**TASK DETAILS**: Could you pull out every line of the items below that contains the word "coordinates"?

**DATA ENTRIES**:
=-=-=-=-=

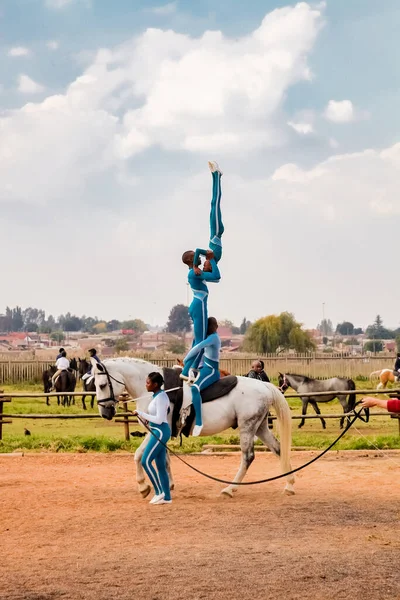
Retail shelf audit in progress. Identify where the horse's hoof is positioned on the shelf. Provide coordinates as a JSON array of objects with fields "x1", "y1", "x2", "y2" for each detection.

=-=-=-=-=

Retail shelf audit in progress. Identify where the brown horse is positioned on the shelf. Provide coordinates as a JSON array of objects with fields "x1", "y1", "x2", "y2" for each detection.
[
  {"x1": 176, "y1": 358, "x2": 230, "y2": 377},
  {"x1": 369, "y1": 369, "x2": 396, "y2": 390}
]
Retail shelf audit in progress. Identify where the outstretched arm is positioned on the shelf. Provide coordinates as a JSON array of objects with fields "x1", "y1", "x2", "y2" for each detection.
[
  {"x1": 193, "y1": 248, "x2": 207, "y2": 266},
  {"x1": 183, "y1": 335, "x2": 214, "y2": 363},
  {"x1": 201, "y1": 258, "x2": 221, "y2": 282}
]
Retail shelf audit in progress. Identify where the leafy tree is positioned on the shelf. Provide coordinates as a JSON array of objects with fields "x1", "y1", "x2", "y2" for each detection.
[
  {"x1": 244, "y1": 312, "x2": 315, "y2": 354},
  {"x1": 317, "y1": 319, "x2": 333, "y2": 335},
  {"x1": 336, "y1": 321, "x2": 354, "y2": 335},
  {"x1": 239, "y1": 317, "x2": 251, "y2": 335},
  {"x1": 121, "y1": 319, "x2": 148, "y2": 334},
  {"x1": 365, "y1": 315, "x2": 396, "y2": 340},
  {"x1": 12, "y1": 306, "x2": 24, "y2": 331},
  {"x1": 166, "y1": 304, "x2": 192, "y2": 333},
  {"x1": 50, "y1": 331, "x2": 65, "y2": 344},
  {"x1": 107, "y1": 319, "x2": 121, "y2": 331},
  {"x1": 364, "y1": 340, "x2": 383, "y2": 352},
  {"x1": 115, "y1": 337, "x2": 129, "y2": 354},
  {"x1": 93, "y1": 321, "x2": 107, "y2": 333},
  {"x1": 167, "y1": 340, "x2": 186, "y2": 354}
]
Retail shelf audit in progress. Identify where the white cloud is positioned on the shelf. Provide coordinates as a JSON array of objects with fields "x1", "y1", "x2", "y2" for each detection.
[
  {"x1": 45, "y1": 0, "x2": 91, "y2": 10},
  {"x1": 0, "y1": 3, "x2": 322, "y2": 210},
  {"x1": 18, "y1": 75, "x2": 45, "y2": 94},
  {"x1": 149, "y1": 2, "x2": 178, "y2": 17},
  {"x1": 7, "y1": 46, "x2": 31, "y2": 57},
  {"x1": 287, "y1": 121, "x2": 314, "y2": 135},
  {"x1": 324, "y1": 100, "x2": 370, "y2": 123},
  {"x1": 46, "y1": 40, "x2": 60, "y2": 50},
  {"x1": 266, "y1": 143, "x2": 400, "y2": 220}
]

=-=-=-=-=

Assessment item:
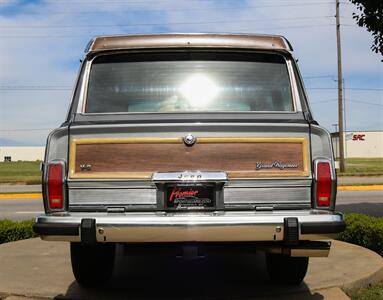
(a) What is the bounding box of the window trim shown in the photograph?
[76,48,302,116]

=-=-=-=-=

**ANSWER BELOW**:
Retail shelf audit in progress. Identify where the horse's hoof is positioned on the shelf. Provide coordinates as a JSON array of objects with fields "x1", "y1", "x2", "y2" for each detection.
Retail shelf audit in progress. Identify where the brown horse is positioned on the shelf. Provide coordinates as a JSON array of objects with fields "x1", "y1", "x2", "y2" for each detection.
Retail shelf audit in progress. Identify where the outstretched arm is positioned on the shelf. Provide coordinates as a JSON array of objects with fields "x1", "y1", "x2", "y2" for each detection.
Retail shelf audit in progress. Identify where the leafy tree is positioned on the shelf. Provide coordinates as a JSON array of objects with fields "x1", "y1", "x2", "y2" for each detection.
Retail shelf audit in progress. Identify where the white cloud is positioned on the shelf. Provide coordinates as a JSON array of objects with fields "x1", "y1", "x2", "y2" for each detection.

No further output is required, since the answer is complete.